Saturday, January 24, 2015

Funai adalah Musiknya Kemayoranku


Sekarang aku kenyang. Cenderung kekenyangan malah. Siang tadi itu aku mengapa, ya? Sore kemarin aku tahu mengapa, tapi siang tadi? Ya Allah, hamba berlindung kepadaMu dari yang seperti tadi itu. Hamba mohon angkatlah dan jauhkanlah segala penyakit dari badan hamba. Ya Allah, hamba mohon karunia kesehatan yang sempurna. Semoga hamba tidak pernah harus mencari perhatian medis. Bila pun hamba sakit, cukuplah yang ringan-ringan saja, yang dapat sembuh hanya dengan ditunggu saja, ditahan sakitnya, yang menjadi penghapus dosa-dosa. Aamiin.

Kesalahanku adalah menginginkan kembalinya masa kecilku. Pendorong utama disusun dan diterbitkannya blog ini, maka judulnya jadi seperti itu, plesetan dari Kemayoran. Sungguh Kemayoran itu betapa permai terasa di hati. Sekarang pun sambil mengetikkannya, terasa betul betapa permainya. Terlebih dengan adanya Lara’s Theme ini, Dr. Zhivago. Pengetahuan yang kudapat di Kemayoran dari Ibuku, dan lekat pada benakku sehingga kini. Justru di situlah letak kesalahanku. Semua itu tidak akan kembali, tidak peduli apapun yang kulakukan. Kemayoran tidak akan pernah hadir kembali.

▬▬▬▬▬▬

- Tugas yang Dikerjakan
Tolong jawab pertanyaan ini berdasarkan teks kutipan:
1. Karunia apa yang dimohon penulis dalam doanya?
2. Nama apa yang diplesetkan menjadi judul blog?
3. Dari siapa penulis memperoleh pengetahuan yang didapatnya di Kemayoran?
Daftar di bawah ini adalah bahan tersendiri yang terpisah dari teks kutipan.

- Materi Hasil Ekstraksi
▬▬▬▬▬▬

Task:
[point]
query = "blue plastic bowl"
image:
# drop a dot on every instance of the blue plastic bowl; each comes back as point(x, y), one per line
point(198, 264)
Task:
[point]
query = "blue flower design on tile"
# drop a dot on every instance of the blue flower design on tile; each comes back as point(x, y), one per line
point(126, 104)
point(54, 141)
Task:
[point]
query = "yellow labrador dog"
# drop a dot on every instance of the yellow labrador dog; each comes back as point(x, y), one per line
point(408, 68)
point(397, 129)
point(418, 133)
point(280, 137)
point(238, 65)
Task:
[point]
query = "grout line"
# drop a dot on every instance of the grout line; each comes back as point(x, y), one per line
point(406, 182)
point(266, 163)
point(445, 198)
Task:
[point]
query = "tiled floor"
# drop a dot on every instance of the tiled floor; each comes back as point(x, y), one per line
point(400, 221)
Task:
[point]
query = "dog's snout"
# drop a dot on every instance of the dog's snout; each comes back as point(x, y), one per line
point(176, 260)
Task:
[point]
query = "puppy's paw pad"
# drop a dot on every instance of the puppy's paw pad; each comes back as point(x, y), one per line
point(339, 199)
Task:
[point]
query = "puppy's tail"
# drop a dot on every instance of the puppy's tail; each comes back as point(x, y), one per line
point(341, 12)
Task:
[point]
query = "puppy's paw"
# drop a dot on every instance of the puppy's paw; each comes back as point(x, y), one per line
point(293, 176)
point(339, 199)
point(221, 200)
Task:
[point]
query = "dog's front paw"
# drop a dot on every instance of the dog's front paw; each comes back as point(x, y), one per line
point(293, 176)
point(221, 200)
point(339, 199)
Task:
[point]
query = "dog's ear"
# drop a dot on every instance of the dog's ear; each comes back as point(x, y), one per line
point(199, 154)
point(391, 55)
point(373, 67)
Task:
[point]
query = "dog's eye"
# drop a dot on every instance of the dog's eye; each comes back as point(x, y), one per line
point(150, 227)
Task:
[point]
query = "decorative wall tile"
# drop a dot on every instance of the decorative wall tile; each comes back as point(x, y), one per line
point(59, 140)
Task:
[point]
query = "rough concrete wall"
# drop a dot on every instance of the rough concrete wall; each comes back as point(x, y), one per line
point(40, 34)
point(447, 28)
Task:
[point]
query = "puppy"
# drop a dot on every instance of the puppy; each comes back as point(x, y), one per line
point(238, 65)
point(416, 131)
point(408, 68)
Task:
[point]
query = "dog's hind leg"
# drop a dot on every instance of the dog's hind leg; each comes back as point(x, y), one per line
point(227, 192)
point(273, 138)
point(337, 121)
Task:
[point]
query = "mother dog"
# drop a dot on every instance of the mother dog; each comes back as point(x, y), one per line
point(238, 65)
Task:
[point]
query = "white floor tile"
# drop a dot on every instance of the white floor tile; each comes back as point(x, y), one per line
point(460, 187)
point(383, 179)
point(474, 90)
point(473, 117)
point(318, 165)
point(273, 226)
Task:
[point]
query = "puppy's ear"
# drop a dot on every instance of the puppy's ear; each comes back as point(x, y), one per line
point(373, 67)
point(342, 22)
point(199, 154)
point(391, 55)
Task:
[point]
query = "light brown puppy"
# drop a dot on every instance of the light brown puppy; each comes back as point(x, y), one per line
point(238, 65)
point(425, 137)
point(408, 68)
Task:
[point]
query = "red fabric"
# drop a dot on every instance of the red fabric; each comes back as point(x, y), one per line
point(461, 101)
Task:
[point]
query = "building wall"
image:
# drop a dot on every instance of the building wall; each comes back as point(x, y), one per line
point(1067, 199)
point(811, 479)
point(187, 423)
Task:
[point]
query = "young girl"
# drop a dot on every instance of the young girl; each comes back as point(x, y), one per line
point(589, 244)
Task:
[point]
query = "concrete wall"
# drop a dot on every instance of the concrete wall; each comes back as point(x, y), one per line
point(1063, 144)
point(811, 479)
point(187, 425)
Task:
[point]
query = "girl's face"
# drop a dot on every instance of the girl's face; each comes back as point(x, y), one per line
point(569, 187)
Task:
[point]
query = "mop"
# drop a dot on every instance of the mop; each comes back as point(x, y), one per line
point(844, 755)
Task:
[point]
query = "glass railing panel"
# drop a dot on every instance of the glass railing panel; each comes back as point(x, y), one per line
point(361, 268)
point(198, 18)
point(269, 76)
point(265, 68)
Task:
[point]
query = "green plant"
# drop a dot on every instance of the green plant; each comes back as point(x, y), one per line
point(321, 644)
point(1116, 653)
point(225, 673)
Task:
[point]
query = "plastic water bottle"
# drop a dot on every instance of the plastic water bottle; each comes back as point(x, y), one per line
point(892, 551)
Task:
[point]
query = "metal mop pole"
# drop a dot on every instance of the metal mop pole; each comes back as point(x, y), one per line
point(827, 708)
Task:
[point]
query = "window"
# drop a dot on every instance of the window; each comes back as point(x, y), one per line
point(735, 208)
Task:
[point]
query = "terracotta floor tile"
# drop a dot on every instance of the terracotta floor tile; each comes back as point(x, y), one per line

▬▬▬▬▬▬

- Jawaban Latihan
1. Karunia kesehatan yang sempurna.
2. Kemayoran.
3. Dari ibunya.